PASSAGE TO READ ::
▬▬▬▬▬▬
- UK single label

Single by Blond

from the album The Lilac Years
- A-side: "I Wake Up And Call"
- Released: 20 June 1969
- Recorded: 12 March 1969
- Studio: Advision, London
- Genre: Baroque pop
- Length: 3:11
- Label: Fontana
- Songwriter: John Cameron
- Producer: Anders Henriksson

Blond UK singles chronology
| "Halcyon Days" (1968) | "(I Will Bring You) Flowers in the Morning" (1969) |  |

Audio
- "(I Will Bring You) Flowers In The Morning" on YouTube

= If I Thought You'd Ever Change Your Mind =

Song written by John Cameron

"If I Thought You'd Ever Change Your Mind" is a song written by British arranger John Cameron and initially recorded by Swedish pop band Blond (Tages) under the title "(I Will Bring You) Flowers in the Morning" for their album The Lilac Years (1969). Cameron initially wrote the song in 1966 after signing with KPM Music and was inspired by a female friend he was feeling unreqruited love for. After unsuccessfully trying to get the song recorded for three years, producer Anders Henriksson was introduced to him and decided to record it with Blond at Advision Studios in London. It was initially released as the B-side for their single "I Wake Up and Call" on 20 June 1969.

British producer George Martin heard the song when Henriksson played Blond's album The Lilac Years for him and decided that Cilla Black would record it. With an arrangement written by Mike Vickers and George Martin, Black's version of "If I Thought You'd Ever Change Your Mind" was released in November 1969 and reached the top-20 on the UK's Record Retailer chart and received positive reviews in the music press for the arrangement. In 2004, Agnetha Fältskog of Swedish pop group ABBA recorded the song as her comeback single after a 17-year long hiatus. It is one of Fältskog's most commercially successful singles but received primarily lukewarm reviews.

== Background and recording ==
British musician John Cameron started out his career as a member of various jazz ensembles, an inspiration that eventually led him to start arranging string quartets for other artists; one of his earliest prolific sessions was writing arrangements for Donovan's US number-one single "Sunshine Superman" in December 1965. This success brought some attention to Cameron, and in 1966 he signed a contract with publishers KPM Music, after which he was tasked to compose a song, which ended up being "If I Thought You'd Ever Change Your Mind". In a 2023 interview, Cameron revealed that the song's "words and music" were inspired by a female friend of his who he was experiencing unrequited love for. Author Nigel Rees instead believes that a verse in the song, "feed you winter fruits and summer wine", was a reference to Mary Renault's 1956 novel The Last of the Wine.
▬▬▬▬▬▬
WHAT YOU NEED TO DO ::
Copy word for word the part of the article about the song starting at "Song written by John" and ending at "20 June 1969.". The rows that follow come from a different source and are unrelated to the article about the song.
▬▬▬▬▬▬
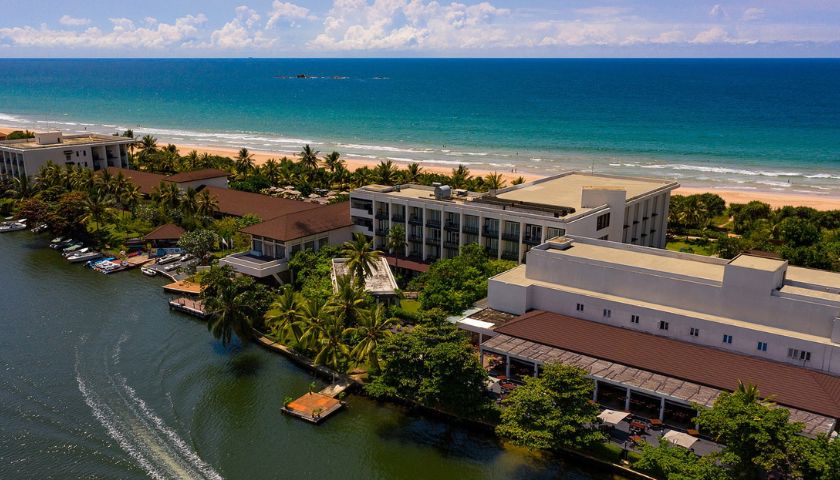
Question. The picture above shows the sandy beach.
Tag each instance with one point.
(775, 199)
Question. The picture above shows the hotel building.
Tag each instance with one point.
(664, 330)
(26, 156)
(510, 221)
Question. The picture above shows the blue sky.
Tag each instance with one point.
(422, 28)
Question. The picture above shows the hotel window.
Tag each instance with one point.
(603, 221)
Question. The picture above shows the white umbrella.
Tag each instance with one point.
(612, 417)
(678, 438)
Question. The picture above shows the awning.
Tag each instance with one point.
(678, 438)
(612, 417)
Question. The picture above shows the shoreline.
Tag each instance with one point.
(775, 199)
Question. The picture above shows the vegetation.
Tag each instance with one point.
(552, 412)
(454, 284)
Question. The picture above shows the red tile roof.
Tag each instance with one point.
(170, 231)
(239, 203)
(789, 385)
(195, 175)
(320, 219)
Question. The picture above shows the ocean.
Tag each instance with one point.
(769, 125)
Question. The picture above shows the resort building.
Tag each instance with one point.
(380, 284)
(508, 222)
(751, 305)
(26, 156)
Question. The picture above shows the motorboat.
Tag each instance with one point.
(172, 257)
(83, 256)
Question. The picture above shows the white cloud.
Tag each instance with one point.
(240, 33)
(124, 34)
(753, 13)
(288, 11)
(69, 21)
▬▬▬▬▬▬
EXERCISE RESULT ::
Song written by John Cameron

"If I Thought You'd Ever Change Your Mind" is a song written by British arranger John Cameron and initially recorded by Swedish pop band Blond (Tages) under the title "(I Will Bring You) Flowers in the Morning" for their album The Lilac Years (1969). Cameron initially wrote the song in 1966 after signing with KPM Music and was inspired by a female friend he was feeling unreqruited love for. After unsuccessfully trying to get the song recorded for three years, producer Anders Henriksson was introduced to him and decided to record it with Blond at Advision Studios in London. It was initially released as the B-side for their single "I Wake Up and Call" on 20 June 1969.